▸ TASK GOAL:
Return the part of the text below about Maria's early life and marriage that runs between "Maria, the bride, was" and "get your t.v.", inclusive, copied word for word.

▸ SUPPLIED TEXT:
'''
Maria, the bride, was born in 1948.  She missed the war - and had no memories of
pre-Communist Romania.  She grew up with
her mom, a schoolteacher, and her little brother Alecu.  They didn't have their own television set,
but a relative did.  When Maria was in
her late teens, that t.v. malfunctioned. 
Now, you may ask, where in Communist Romania do you go to get your t.v.
repaired?  Well, it turns out that a
charming young man with the electric authority repaired t.v. sets after
hours.  He showed up and went to
work.  And who happened to be visiting
her relatives that day?  Young Maria
Ghitza! 



Cornel's electrical skills must have been awesome, because they
were soon the stars of a three-day wedding. 
Three years later, they were parents of a lively, adventuresome,
determined, adorable little girl, Corina Ruxandra.  Cornel's parents were on site to help raise
her in the family home.  Cornel, Maria,
and Corina hiked together through the beautiful Carpathian Mountains.  But as their daughter enjoyed the great
outdoors, her parents couldn't help but realize that as long as they remained
in Communist Romania, most of the world's beauty and opportunity would remain
beyond her reach.
'''
▸ RECORD SET:
'''
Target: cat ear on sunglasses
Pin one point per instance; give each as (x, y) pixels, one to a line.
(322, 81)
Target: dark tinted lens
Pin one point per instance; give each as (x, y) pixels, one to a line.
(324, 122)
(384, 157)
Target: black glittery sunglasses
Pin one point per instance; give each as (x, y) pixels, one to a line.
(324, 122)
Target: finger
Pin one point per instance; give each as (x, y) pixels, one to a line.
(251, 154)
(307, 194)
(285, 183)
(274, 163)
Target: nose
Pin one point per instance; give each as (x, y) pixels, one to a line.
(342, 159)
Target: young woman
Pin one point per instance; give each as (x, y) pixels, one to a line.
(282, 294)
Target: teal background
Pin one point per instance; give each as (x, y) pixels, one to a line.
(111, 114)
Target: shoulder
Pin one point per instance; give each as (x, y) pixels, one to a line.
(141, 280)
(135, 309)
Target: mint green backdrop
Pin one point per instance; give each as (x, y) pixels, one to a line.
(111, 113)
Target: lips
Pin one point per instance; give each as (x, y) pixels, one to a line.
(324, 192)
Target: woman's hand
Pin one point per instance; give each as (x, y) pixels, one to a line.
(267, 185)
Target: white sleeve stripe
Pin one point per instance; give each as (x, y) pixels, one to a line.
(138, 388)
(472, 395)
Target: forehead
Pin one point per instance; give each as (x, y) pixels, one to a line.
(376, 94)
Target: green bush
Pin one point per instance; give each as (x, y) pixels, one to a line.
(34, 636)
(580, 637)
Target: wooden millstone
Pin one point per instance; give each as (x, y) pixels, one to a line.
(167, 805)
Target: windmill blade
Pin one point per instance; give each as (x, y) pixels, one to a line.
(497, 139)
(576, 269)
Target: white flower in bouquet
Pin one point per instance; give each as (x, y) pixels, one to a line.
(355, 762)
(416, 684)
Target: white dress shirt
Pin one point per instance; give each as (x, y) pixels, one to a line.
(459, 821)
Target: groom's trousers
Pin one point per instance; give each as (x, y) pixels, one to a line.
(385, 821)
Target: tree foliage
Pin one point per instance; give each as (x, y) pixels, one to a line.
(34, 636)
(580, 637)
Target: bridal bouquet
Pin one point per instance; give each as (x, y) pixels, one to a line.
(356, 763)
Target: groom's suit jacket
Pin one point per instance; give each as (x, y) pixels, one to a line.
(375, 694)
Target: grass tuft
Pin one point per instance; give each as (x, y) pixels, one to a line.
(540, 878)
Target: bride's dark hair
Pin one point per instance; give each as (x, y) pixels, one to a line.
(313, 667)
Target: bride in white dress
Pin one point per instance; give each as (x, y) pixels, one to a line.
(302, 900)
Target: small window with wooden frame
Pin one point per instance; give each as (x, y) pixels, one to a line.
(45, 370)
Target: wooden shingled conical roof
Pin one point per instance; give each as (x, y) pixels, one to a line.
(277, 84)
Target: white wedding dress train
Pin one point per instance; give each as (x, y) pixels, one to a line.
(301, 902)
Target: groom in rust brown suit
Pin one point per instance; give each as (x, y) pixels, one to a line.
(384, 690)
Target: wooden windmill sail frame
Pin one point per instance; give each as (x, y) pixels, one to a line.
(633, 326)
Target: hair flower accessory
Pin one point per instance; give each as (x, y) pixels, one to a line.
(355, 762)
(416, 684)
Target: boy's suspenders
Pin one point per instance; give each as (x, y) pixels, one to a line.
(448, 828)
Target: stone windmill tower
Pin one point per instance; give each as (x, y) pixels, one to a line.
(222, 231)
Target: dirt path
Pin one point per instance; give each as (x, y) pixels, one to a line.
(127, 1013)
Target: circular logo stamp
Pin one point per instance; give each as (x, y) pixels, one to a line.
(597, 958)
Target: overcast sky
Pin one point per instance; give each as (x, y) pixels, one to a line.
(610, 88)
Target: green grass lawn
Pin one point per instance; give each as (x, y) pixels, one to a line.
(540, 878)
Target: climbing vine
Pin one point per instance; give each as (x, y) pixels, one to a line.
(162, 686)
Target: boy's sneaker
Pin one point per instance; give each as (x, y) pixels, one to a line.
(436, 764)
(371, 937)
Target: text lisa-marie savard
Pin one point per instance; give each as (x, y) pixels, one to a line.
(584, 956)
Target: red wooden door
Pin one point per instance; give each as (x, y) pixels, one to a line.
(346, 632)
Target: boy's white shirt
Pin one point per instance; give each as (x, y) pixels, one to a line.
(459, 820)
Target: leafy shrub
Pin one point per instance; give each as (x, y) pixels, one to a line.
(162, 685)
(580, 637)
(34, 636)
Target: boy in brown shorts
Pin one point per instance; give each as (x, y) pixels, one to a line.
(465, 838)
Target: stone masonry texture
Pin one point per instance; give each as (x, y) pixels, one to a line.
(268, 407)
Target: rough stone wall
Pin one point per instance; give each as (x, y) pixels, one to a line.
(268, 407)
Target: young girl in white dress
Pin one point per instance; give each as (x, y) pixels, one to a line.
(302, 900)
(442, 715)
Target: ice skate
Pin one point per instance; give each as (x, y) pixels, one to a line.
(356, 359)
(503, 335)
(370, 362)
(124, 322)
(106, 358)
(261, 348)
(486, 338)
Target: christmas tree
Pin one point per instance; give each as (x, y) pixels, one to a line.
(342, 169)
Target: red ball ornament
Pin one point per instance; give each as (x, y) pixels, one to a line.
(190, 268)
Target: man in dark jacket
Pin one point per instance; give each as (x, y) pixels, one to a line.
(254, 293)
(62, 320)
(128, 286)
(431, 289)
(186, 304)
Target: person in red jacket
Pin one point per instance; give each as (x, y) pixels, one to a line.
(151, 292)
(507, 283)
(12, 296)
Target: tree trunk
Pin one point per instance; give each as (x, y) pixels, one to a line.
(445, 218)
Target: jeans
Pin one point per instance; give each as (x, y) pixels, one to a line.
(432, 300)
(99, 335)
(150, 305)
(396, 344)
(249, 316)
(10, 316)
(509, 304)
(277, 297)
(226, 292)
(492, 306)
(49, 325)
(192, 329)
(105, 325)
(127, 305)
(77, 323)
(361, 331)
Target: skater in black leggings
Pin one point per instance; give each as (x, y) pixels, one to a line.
'''
▸ SOLVED PROBLEM:
Maria, the bride, was born in 1948.  She missed the war - and had no memories of
pre-Communist Romania.  She grew up with
her mom, a schoolteacher, and her little brother Alecu.  They didn't have their own television set,
but a relative did.  When Maria was in
her late teens, that t.v. malfunctioned. 
Now, you may ask, where in Communist Romania do you go to get your t.v.